Extrait du document |
Appel : Colloque « Où (en) est le cinéma ? »

« Où (en) est le cinéma ?  »
Colloque international du Groupe de Recherche sur l’Avènement et la Formation des Institutions Cinématographique et Scénique (GRAFICS)
Organisé par Julie Beaulieu, Richard Bégin et Thomas Carrier-Lafleur
Cinémathèque québécoise, 4-5 mai 2017

Ça bouge depuis soixante-dix ans, ça cause depuis quarante ; ça gesticule, ça court dans tous les sens ; ça saute, ça entre en gare, ça va en arrière comme en avant ; ça remonte et ça suit le fil du temps comme un yo-yo ; ça marche au plafond quand on le désire, ça arrose l’arroseur, ça fait rire et pleurer, ça fait peur et plaisir ; ça christianise et ça relâche les mœurs ; ça onirise et ça réveille la conscience des individus et de masses ; ça milite et ça démobilise, ça sert à tout comme la moulinette universelle ; bref, ça marche, ça fonctionne.
— Roger Boussinot, Le cinéma est mort. Vive le cinéma ! (1967)

 En juillet 1958, alors critique récalcitrant aux Cahiers du cinéma, Jean-Luc Godard signe un article intitulé « Bergmanorama », dans lequel il défend que Sommarlek (Jeux d’été, 1951) est le plus beau des films du monde… à côté de cinq ou six autres. Or, pour Godard, « le plus beau des films du monde » ne doit pas être entendu comme un jugement de valeur, mais plutôt comme une évidence : celle du cinéma. Rien ne sert d’en écrire davantage, de tenter d’expliquer notre propos, car dire d’un long-métrage qu’il est le plus beau film du monde, c’est déjà tout dire. Sous la plume du critique, la logique semble imparable :

Pourquoi ? Parce que c’est comme ça. Et ce raisonnement enfantin, le cinéma seul peut se permettre de l’utiliser sans fausse honte. Pourquoi ? Parce qu’il est le cinéma. Et que le cinéma se suffit à lui-même. […] « Ça, c’est du cinéma ! » mieux que le mot de passe, reste le cri de guerre du vendeur tout aussi bien que l’amateur de films. Bref, d’entre tous ces privilèges, le moindre, pour le cinéma, n’est certes pas d’ériger en raison d’être sa propre existence, et faire, par la même occasion, de l’éthique son esthétique1.

Défis |
a) Résumez en deux phrases le texte sur le colloque « Où (en) est le cinéma ? ».
b) Prolongez le texte sur le colloque « Où (en) est le cinéma ? » à partir de l'endroit où il s'arrête.

(Éléments d'un jeu de données)
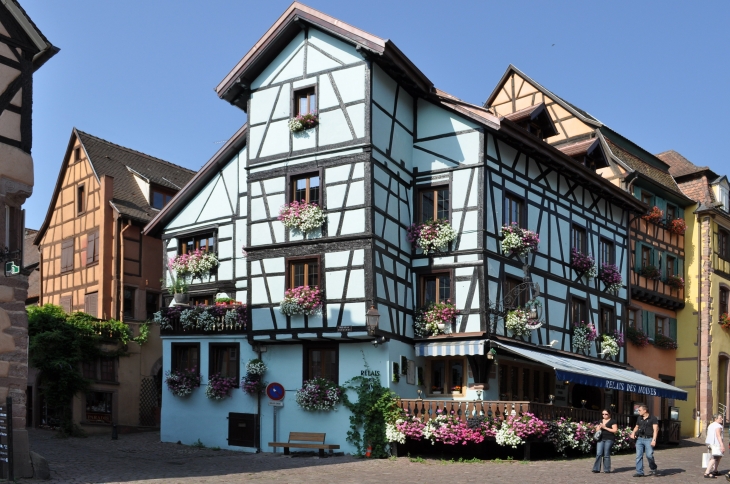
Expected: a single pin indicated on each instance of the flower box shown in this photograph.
(519, 241)
(303, 122)
(302, 216)
(433, 318)
(432, 236)
(302, 300)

Réponses par tâche |
a) Le colloque international « Où (en) est le cinéma ? » du GRAFICS est organisé par Julie Beaulieu, Richard Bégin et Thomas Carrier-Lafleur à la Cinémathèque québécoise les 4 et 5 mai 2017. Le texte rappelle qu'en juillet 1958, dans l'article « Bergmanorama » des Cahiers du cinéma, Jean-Luc Godard présentait Sommarlek comme le plus beau des films du monde, non comme un jugement de valeur mais comme l'évidence d'un cinéma qui se suffit à lui-même.

b)
Mais que reste-t-il de cette évidence éthique du cinéma ? A-t-elle seulement déjà existé ? N’est-elle pas une construction de l’esprit vouée à se renouveler au contact d’enjeux qui lui sont extérieurs et qui la dépassent ? Comment prendre le pouls de cette descente hégémonique de l’évidence cinématographique ? Dans l’univers médiatique dont, nolens volens, nous sommes les contemporains, ce qui jadis se proclamait comme une affirmation ne peut plus se formuler autrement que par une question, que nous sommes tous amenés à expérimenter quotidiennement : ça, c’est (toujours) du cinéma ?  
Lorsqu’on évoque le cinéma aujourd’hui, lorsqu’on discute de l’évidence ou de l’incertitude qui caractérise son identité au sein d’un environnement médiatique en apparence toujours plus complexe, les chances sont que les termes « mort » et « renouveau » seront rapidement évoqués. Pour certains, le cinéma n’est plus qu’une réalité désuète, un raccourci caduc, quoique pratique, pour évoquer un modèle communicationnel qui, à l’heure de la numérisation généralisée des médias, a perdu sa signification et son importance. Pour d’autres, à l’inverse, sa capacité à s’adapter aux bouleversements de la médiasphère a fait de lui quelque chose de plus qu’un dispositif ou qu’un média, quelque chose comme une interface culturelle dans laquelle viennent se réfracter les phénomènes médiatiques émergents.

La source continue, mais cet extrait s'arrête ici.